With support from various members of the community, a housing developer is transforming the historical New Haven Clock Company Factory buildings into affordable housing units. Yet, in doing so, they have run into an obstacle — a legal dispute with the owners of a nearly two-decade-old strip club, which is attempting to maintain its tenancy.

Taom Heritage New Haven, LLC — the owners of the property previously used by the New Haven Clock Company — has filed a motion to evict the owners of Scores Gentlemen’s Club and Steakhouse — a strip club and the last tenants using the property. The new property holders accused the club’s owners of occupying the premises despite a terminated lease.

In response to an amended legal complaint from Taom Heritage New Haven, LLC, the Wooster Square strip club’s lawyers filed to dismiss the charges last week. Yet, in New Haven Superior Court, Judge John Louis Cordani rejected the motion and has since required the club’s lawyers to file a legal response. The club is the only tenant left on the property.

“Building new, quality, safe, affordable units is really an incredible way to build energy and to bring new life into an area that has been blighted for many years,” said Ward 8 Alder Aaron Greenberg GRD ’19.
- - - - -
# [Required task A]
Retype the listing, starting at the line that contains "Outline every moving" and ending at the listing's last line, with both of those lines included.
The listing has no connection to the article.
- - - - -
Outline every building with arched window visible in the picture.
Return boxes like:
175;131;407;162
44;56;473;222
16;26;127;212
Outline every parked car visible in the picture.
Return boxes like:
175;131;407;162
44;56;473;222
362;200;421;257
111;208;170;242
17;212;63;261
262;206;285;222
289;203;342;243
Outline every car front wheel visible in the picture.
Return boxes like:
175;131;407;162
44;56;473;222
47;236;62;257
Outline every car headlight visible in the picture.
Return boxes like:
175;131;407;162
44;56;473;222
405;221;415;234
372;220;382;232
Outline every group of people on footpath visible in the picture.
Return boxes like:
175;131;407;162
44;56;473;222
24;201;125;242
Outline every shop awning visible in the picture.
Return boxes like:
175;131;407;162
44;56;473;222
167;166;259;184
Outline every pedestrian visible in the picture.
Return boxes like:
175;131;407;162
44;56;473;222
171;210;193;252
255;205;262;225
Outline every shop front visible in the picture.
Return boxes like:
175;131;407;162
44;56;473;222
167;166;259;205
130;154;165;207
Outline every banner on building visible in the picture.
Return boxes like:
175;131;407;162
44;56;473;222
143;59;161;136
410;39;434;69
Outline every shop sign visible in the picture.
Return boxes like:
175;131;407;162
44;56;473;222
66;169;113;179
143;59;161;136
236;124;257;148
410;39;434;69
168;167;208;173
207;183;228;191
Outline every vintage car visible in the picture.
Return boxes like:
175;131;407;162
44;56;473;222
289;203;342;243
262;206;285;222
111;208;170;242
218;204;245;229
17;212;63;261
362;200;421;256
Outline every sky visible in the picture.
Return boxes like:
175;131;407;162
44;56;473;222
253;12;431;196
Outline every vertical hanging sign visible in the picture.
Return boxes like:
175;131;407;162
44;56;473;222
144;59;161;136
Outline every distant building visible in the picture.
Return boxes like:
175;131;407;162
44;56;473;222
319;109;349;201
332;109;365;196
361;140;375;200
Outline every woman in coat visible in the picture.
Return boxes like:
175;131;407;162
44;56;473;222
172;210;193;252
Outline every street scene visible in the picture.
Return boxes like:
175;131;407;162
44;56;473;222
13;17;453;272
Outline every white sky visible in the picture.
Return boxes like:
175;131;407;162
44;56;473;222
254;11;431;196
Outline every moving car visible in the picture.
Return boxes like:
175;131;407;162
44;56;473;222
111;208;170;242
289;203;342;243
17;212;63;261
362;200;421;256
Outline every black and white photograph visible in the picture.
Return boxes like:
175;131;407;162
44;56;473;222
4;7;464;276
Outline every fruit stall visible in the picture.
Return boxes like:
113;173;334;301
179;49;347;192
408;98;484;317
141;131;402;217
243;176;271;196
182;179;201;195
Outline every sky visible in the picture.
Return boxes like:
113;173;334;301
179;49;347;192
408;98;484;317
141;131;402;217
- - - - -
# [Required task B]
Echo the entire article on the New Haven Clock Company Factory, word for word.

# [Correct result A]
Outline every moving car visible in the picture.
Return boxes like:
175;131;407;162
44;56;473;222
111;208;170;242
289;203;342;243
17;212;63;261
362;200;421;256
Outline every black and white photograph visible in the picture.
Return boxes like:
175;131;407;162
44;56;473;222
4;7;464;276
Outline every fruit stall visible in the picture.
Return boxes like:
113;173;334;301
179;49;347;192
408;98;484;317
141;131;402;217
243;176;271;196
182;179;201;195
Outline every sky visible in the picture.
Return boxes like:
113;173;334;301
179;49;347;192
408;98;484;317
141;131;402;217

# [Correct result B]
With support from various members of the community, a housing developer is transforming the historical New Haven Clock Company Factory buildings into affordable housing units. Yet, in doing so, they have run into an obstacle — a legal dispute with the owners of a nearly two-decade-old strip club, which is attempting to maintain its tenancy.

Taom Heritage New Haven, LLC — the owners of the property previously used by the New Haven Clock Company — has filed a motion to evict the owners of Scores Gentlemen’s Club and Steakhouse — a strip club and the last tenants using the property. The new property holders accused the club’s owners of occupying the premises despite a terminated lease.

In response to an amended legal complaint from Taom Heritage New Haven, LLC, the Wooster Square strip club’s lawyers filed to dismiss the charges last week. Yet, in New Haven Superior Court, Judge John Louis Cordani rejected the motion and has since required the club’s lawyers to file a legal response. The club is the only tenant left on the property.

“Building new, quality, safe, affordable units is really an incredible way to build energy and to bring new life into an area that has been blighted for many years,” said Ward 8 Alder Aaron Greenberg GRD ’19.